— start Supplied information —

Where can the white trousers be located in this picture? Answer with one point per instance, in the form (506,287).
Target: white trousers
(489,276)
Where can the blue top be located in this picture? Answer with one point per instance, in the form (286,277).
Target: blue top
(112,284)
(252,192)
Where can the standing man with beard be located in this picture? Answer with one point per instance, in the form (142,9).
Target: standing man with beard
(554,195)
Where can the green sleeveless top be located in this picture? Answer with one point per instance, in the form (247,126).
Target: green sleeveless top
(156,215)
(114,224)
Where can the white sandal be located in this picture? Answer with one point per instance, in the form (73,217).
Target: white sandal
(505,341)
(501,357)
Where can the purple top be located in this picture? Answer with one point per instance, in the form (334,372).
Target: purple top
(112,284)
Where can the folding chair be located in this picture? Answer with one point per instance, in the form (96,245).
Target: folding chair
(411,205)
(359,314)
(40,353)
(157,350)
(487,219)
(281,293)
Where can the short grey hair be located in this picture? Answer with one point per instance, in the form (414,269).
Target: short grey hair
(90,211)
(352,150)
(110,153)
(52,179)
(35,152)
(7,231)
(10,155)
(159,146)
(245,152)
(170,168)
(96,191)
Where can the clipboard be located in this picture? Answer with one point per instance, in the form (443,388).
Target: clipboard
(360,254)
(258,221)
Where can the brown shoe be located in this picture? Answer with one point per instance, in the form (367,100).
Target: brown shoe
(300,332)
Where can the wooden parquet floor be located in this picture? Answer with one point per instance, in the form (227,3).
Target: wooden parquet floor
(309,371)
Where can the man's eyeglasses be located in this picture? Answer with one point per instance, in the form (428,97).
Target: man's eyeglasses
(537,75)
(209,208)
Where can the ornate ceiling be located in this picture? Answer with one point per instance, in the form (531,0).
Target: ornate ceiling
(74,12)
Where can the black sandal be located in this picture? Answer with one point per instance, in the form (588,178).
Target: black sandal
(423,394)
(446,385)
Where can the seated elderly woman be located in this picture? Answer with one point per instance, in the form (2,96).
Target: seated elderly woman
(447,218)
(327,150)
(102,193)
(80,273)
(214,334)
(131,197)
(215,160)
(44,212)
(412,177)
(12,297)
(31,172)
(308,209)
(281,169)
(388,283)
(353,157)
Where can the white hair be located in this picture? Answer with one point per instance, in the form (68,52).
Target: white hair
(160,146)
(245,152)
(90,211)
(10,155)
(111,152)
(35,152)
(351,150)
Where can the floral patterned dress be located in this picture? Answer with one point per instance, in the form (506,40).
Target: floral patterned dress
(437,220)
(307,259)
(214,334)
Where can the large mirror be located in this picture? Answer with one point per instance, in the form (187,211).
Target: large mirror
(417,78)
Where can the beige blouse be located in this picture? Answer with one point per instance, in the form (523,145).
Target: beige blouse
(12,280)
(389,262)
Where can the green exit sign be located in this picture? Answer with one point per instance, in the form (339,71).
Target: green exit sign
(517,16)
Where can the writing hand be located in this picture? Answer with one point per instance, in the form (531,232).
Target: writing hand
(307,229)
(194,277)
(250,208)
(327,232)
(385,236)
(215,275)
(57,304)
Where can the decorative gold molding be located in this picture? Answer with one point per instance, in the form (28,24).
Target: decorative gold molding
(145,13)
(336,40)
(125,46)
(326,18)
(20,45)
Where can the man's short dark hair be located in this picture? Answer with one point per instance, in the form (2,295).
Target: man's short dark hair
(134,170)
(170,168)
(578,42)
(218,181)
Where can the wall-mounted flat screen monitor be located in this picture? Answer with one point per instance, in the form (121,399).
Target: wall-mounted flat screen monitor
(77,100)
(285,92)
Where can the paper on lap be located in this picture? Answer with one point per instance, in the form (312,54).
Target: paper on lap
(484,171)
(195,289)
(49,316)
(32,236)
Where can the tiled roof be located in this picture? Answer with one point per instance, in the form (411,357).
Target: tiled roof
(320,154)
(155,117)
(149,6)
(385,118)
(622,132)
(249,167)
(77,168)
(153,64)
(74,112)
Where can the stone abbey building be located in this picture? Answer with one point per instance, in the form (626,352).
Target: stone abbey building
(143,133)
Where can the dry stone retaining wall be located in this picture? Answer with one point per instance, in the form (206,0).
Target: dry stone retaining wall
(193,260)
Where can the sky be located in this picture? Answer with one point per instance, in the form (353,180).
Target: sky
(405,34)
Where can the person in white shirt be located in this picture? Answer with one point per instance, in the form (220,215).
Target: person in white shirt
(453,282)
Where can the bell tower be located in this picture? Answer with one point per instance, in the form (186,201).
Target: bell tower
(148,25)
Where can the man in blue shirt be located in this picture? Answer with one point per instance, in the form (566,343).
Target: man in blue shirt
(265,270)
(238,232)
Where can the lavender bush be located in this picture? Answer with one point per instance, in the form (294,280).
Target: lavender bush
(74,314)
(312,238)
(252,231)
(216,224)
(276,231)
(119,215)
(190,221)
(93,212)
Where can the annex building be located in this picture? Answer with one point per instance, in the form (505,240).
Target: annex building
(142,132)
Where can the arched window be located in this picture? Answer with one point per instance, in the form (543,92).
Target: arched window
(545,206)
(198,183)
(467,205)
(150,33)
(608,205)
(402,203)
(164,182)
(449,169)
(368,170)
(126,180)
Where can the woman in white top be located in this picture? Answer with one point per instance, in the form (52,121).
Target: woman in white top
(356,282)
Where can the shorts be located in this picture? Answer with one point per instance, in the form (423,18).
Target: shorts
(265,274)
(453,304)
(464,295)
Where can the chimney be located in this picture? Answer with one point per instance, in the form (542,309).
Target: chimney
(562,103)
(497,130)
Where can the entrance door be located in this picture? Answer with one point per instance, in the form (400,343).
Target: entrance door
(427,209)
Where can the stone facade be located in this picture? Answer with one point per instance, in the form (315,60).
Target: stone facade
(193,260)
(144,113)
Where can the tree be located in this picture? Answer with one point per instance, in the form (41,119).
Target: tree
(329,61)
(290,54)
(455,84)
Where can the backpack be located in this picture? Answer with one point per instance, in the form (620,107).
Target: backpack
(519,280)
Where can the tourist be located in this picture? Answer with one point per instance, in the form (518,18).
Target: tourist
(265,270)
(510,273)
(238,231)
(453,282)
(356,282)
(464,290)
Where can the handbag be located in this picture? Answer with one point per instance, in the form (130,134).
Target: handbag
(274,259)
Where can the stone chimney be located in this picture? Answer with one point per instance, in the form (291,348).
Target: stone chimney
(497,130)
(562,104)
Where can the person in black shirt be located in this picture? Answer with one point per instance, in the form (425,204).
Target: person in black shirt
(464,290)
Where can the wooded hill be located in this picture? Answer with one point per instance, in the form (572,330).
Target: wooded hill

— end Supplied information —

## Problem description
Edit the lines above so that "per instance" becomes "per occurrence" in every entry, leaving everything else unchanged.

## Exercise result
Where can the white trousers be located in this picture? Answer with one point per occurrence, in the form (506,287).
Target: white trousers
(489,276)
Where can the blue top be located in this picture? Answer with one point per occurrence, in the form (286,277).
Target: blue top
(112,284)
(252,192)
Where can the standing man with beard be located in this picture? Answer with one point per occurrence, in the form (142,9).
Target: standing man with beard
(554,195)
Where can the green sleeveless top be located in this picture? Answer with one point per occurrence, in the form (247,126).
Target: green sleeveless top
(156,215)
(114,224)
Where can the white sandal be located in this picture? Answer with one point per occurrence, in the form (73,217).
Target: white sandal
(505,341)
(501,357)
Where can the purple top be located in this picture? Answer with one point per occurrence, in the form (334,372).
Target: purple top
(112,284)
Where can the folding chair be located in this picture? Answer with one point per occurrence, in the form (96,245).
Target: folding chair
(411,205)
(359,314)
(40,353)
(157,350)
(487,219)
(281,293)
Where can the short grey hair be located in this picture? Answer with one point per occurrence, in the form (414,269).
Target: short grey hair
(90,211)
(352,150)
(110,153)
(52,179)
(35,152)
(7,231)
(10,155)
(159,146)
(245,152)
(170,168)
(96,191)
Where can the clipboard be located in this picture? Answer with one point per occurrence, in the form (443,388).
Target: clipboard
(360,254)
(258,221)
Where can the brown shoe be located in this picture? Answer with one point per occurrence, in the form (367,100).
Target: brown shoe
(300,332)
Where can the wooden parquet floor be located in this picture? Answer with one point per occurrence, in the form (227,3).
Target: wooden parquet floor
(309,371)
Where can the man's eyeglasses be located in this picture? Answer with one point per occurrence, in the form (428,97).
Target: man's eyeglasses
(537,75)
(209,208)
Where can the ornate ceiling be located in this picture? Answer with one point per occurrence, in the form (531,0).
Target: ornate ceiling
(74,12)
Where can the black sandal be located in this picture? Answer with one point per occurrence, in the form (588,178).
Target: black sandal
(423,394)
(446,385)
Where can the seated elderly woman be located in this picture? Answer with one point per occurrence, in the form (2,96).
Target: seated elderly woman
(447,218)
(327,150)
(102,193)
(80,273)
(214,334)
(131,197)
(215,160)
(44,212)
(412,177)
(12,297)
(31,172)
(308,209)
(281,169)
(388,283)
(353,157)
Where can the white hair be located in this picture? Answer with one point per occurrence, in the form (68,52).
Target: white hair
(160,146)
(245,152)
(90,211)
(10,155)
(111,152)
(35,152)
(351,150)
Where can the floral patterned dress be located in this picture? Answer with one point per occurrence, in the form (506,40).
Target: floral patterned dress
(437,220)
(307,259)
(214,334)
Where can the large mirror be located in this picture? Answer with one point per occurrence, in the form (187,211).
Target: large mirror
(417,78)
Where can the beige blouse be located in this picture? Answer with one point per occurrence, in the form (523,145).
Target: beige blouse
(12,280)
(389,262)
Where can the green exit sign be located in this picture? Answer with one point per occurrence, in the form (339,71).
Target: green exit sign
(517,16)
Where can the writing hand be located in this picture? Answer with one point per occurrence, in the form (531,232).
Target: writing hand
(307,229)
(194,277)
(250,208)
(327,232)
(385,236)
(215,275)
(57,304)
Where can the decorative gold molding be located in this picture? Answer with one point per occurrence, in the form (28,24).
Target: decorative gold molding
(145,13)
(336,40)
(125,46)
(326,18)
(20,45)
Where can the man's short dark hair be located in this picture? Answer with one point per occurrence, in the form (2,295).
Target: man's short dark hair
(134,170)
(170,168)
(578,42)
(218,181)
Where can the wall-mounted flat screen monitor be located in this picture? Answer with one point per occurrence, in the form (121,399).
Target: wall-mounted flat screen monitor
(77,100)
(285,92)
Where can the paper on lap be located in this picture? Answer with one point per occurrence, in the form (312,54).
Target: paper on lap
(484,171)
(195,289)
(49,316)
(32,236)
Where can the tiled roof be located in this picture? Answer with one point per occurrence, in the form (411,357).
Target: tiled roof
(320,154)
(155,117)
(149,6)
(385,118)
(622,132)
(249,167)
(77,168)
(153,64)
(74,112)
Where can the stone abbey building be located in this picture? Answer with one point per occurrence, in the form (626,352).
Target: stone abbey building
(143,133)
Where can the dry stone retaining wall be located in this picture? Answer with one point per occurrence, in the form (206,0).
Target: dry stone retaining wall
(193,260)
Where can the sky be located in this picture? Answer with one point per occurrence, in the form (353,180).
Target: sky
(405,34)
Where can the person in white shirt be located in this picture? Answer with one point per occurrence, in the form (220,215).
Target: person in white shirt
(453,282)
Where can the bell tower be located in this picture? Answer with one point per occurrence, in the form (186,201).
Target: bell tower
(148,25)
Where can the man in blue shirt be located in this picture? Answer with one point per occurrence, in the form (566,343).
Target: man in blue shirt
(265,270)
(238,232)
Where can the lavender bush be located in this picture? Answer with one point per occurrence, in the form (294,280).
Target: lavender bush
(74,314)
(312,238)
(252,231)
(216,224)
(276,231)
(119,215)
(190,221)
(93,212)
Where can the annex building be located in this picture? Answer with one point per occurrence, in the form (505,240).
Target: annex building
(142,132)
Where can the arched window be located in this picture? Answer with one point per occurrence, in the form (543,92).
Target: arched window
(545,206)
(198,183)
(467,205)
(150,33)
(608,205)
(402,203)
(164,182)
(449,169)
(368,170)
(126,180)
Where can the woman in white top be located in this picture? Answer with one point per occurrence, in the form (52,121).
Target: woman in white top
(356,282)
Where can the shorts be located in this picture? Answer with one point per occurrence, in the form (423,18).
Target: shorts
(265,274)
(453,304)
(464,295)
Where can the chimney be located in this picture? Answer with one point per occurrence, in the form (542,309).
Target: chimney
(562,103)
(497,130)
Where can the entrance door be located in this picture? Answer with one point per occurrence, in the form (400,343).
Target: entrance door
(427,209)
Where can the stone facade be located in this picture? Answer with one point per occurrence, in the form (315,60).
Target: stone facade
(193,260)
(144,113)
Where can the tree be located in this picture? Answer with one point per occurrence, in the form (41,119).
Target: tree
(329,61)
(290,54)
(455,84)
Where can the backpack be located in this picture? Answer with one point per occurrence, in the form (620,107).
Target: backpack
(519,280)
Where can the tourist be located in this picture? Answer with one point per occurrence, in the form (518,18).
Target: tourist
(265,270)
(510,273)
(238,231)
(453,282)
(356,282)
(464,290)
Where can the handbag be located in this picture? Answer with one point per occurrence, in the form (130,134).
Target: handbag
(274,259)
Where can the stone chimney be located in this picture? Answer with one point per occurrence, in the form (291,348).
Target: stone chimney
(497,130)
(562,104)
Where can the person in black shirt be located in this picture? Answer with one point per occurrence, in the form (425,204).
Target: person in black shirt
(464,290)
Where can the wooded hill be located in this picture? Answer with one point per occurrence, in the form (572,330).
Target: wooded hill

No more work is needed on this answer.